(Object detection data)
begin
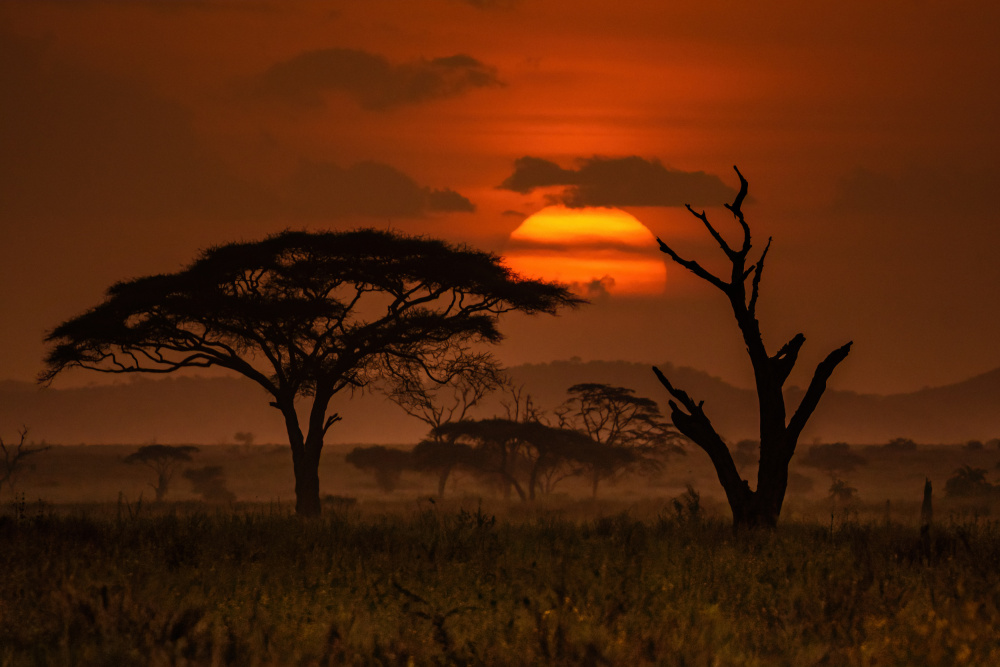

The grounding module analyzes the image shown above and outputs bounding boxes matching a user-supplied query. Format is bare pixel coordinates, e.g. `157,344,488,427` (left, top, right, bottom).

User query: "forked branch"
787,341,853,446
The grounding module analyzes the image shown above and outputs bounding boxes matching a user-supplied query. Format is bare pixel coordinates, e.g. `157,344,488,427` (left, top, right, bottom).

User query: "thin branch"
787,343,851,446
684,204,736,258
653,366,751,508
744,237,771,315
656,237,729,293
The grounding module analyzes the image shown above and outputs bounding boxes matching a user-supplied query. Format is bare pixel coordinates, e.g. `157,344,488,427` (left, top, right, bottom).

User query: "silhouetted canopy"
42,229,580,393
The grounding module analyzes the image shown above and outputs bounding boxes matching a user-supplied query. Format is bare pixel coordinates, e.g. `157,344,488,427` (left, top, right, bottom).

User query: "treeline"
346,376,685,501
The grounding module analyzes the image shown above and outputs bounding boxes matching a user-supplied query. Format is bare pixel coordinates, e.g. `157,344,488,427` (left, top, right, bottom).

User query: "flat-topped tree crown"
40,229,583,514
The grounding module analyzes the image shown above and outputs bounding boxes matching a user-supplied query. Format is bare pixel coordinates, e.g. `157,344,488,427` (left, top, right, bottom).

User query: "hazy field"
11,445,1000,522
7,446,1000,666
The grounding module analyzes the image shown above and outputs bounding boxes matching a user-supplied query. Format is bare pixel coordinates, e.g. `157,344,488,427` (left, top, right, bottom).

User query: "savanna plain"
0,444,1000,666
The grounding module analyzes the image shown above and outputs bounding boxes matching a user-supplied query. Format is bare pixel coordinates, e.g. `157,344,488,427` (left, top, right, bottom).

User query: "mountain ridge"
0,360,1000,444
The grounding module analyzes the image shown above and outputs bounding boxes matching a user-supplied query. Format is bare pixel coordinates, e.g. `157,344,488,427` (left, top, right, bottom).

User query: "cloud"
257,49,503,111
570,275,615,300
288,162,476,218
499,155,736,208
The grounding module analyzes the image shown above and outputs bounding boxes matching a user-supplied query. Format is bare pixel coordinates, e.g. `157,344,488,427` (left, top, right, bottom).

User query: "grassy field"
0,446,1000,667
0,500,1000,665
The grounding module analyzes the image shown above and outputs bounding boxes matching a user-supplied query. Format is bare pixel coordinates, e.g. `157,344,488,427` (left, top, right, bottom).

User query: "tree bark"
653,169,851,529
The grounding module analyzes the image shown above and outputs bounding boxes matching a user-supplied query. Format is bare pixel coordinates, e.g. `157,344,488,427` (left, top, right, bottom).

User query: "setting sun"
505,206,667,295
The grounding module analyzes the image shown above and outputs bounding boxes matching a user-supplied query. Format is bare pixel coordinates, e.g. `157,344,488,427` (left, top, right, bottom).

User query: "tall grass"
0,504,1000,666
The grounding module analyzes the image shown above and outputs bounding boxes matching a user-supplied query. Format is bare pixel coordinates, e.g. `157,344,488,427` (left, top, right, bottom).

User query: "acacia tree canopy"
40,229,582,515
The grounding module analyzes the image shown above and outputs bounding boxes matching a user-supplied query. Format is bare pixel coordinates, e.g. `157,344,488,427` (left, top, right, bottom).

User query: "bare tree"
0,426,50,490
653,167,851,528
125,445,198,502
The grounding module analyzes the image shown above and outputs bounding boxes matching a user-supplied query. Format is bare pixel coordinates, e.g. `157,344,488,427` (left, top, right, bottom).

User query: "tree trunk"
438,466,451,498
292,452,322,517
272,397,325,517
end
_EXERCISE OBJECTIVE_: Copy all of the material above word for word, leaving out the pictures.

_WRITTEN RESPONSE_:
The grounding module analyzes the image shown above and outputs bounding boxes matching a user-supplied query. Format is bare pixel coordinates, e.g. `157,344,488,427` (left, top, right, bottom).

User query: "forked branch"
787,341,853,446
The grounding module analyzes the image shown above and outputs bounding boxes matching a user-supplied query. Format is bare pixel coordinates, e.g. `157,344,488,427` (left, top, right, bottom).

User query: "thin branch"
787,343,851,446
684,204,736,258
653,366,751,508
744,237,771,315
656,237,729,293
The grounding module analyzes the image shown above and outputs bounding boxes matching a user-supplied query. Format is bare pixel coordinates, e.g. `157,344,488,427` (left, top, right, bottom).

User query: "silhouetted canopy"
42,229,580,393
The grounding module analyzes the image shown above and outputs bounding boxes matching a user-supplied query. Format is bare pixel coordinates, e.g. `157,344,488,427` (left, top, right, bottom).

User query: "treeline"
346,376,685,501
The grounding module analyzes the image shown above and outputs bounding boxes matching a user-supplied query. Format is bare pixel coordinates, e.g. `157,344,488,427` (left, top, right, bottom).

User query: "flat-topped tree crown"
40,229,583,514
The grounding module analyzes the image shown above and outputs bounding boxes matching a user-supplied query. Format is bare pixel coordinates, e.g. `157,344,488,427` (left, top, right, bottom).

User query: "hazy field"
11,445,1000,522
7,446,1000,666
The grounding module analyzes the image shown above and outputs bounding boxes matching a user-supplied query. Format is bare pixel coordinates, e.g. `157,344,488,427` (left, top, right, bottom).

User query: "savanna plain"
0,444,1000,666
The grounding module analyzes the image shown above and outputs bounding boxes matching a user-supplied query. Format is bare pixel coordinates, e.g. `157,344,488,427` (left, top, right, bottom).

User query: "mountain ridge"
0,360,1000,444
The grounding module analyzes the image shown above and outputs bounding boxes matching a user-supplied query. Format is bare pixel coordinates, e.g. `157,344,488,427` (left, top, right, bottom).

User query: "cloud"
257,49,503,111
570,275,615,300
288,162,476,218
499,155,736,208
The grounding module analyzes the image shown above and outputs bounding boxes matching a user-supplied query. Format is bare pixel coordinates, e.g. `157,344,488,427` (left, top, right, bottom).

User query: "grassy field"
0,446,1000,667
0,500,1000,665
The grounding module analyzes the image shown above and outputs bounding boxes matching a user-supplied query. Format is bare pixel coordinates, e.g. `157,344,488,427` (left, top, right, bottom).

User query: "tree bark"
653,169,851,529
The grounding module analyzes the image shown above and outputs bounding boxes matching a user-supplied query. Format is bare pixel coordinates, e.g. `157,344,488,427` (left, top, right, bottom).

User query: "setting sun"
505,206,667,295
The grounding module analyzes the image shown above and outputs bounding boxes matching a user-supplied query. Format is bare pixel coordinates, e.g. `157,344,488,427` (left, top, right, bottom).

User query: "tall grass"
0,504,1000,666
The grounding module analyzes the image shown above and outputs bounding boxes matching a user-supplied query. Format is bare pixel coordinates, e.g. `157,344,488,427` (left, top, right, bottom).

User query: "acacia tree canopy"
40,229,582,515
The grounding module analyzes the image shown above and outputs bounding boxes matching a user-supplied query. Format is bare pixel coordinates, e.g. `157,344,488,427` (left, top, right, bottom).

User query: "bare tree"
0,426,50,490
653,167,851,528
125,445,198,502
The grounding module analyzes the image shown above and outputs bounding boxes matching a user-supplied query. Format is bare pixel coordinates, e.g. `157,344,488,427` (left, top, right, bottom).

User query: "tree trunk"
438,466,451,498
292,452,322,517
272,397,325,517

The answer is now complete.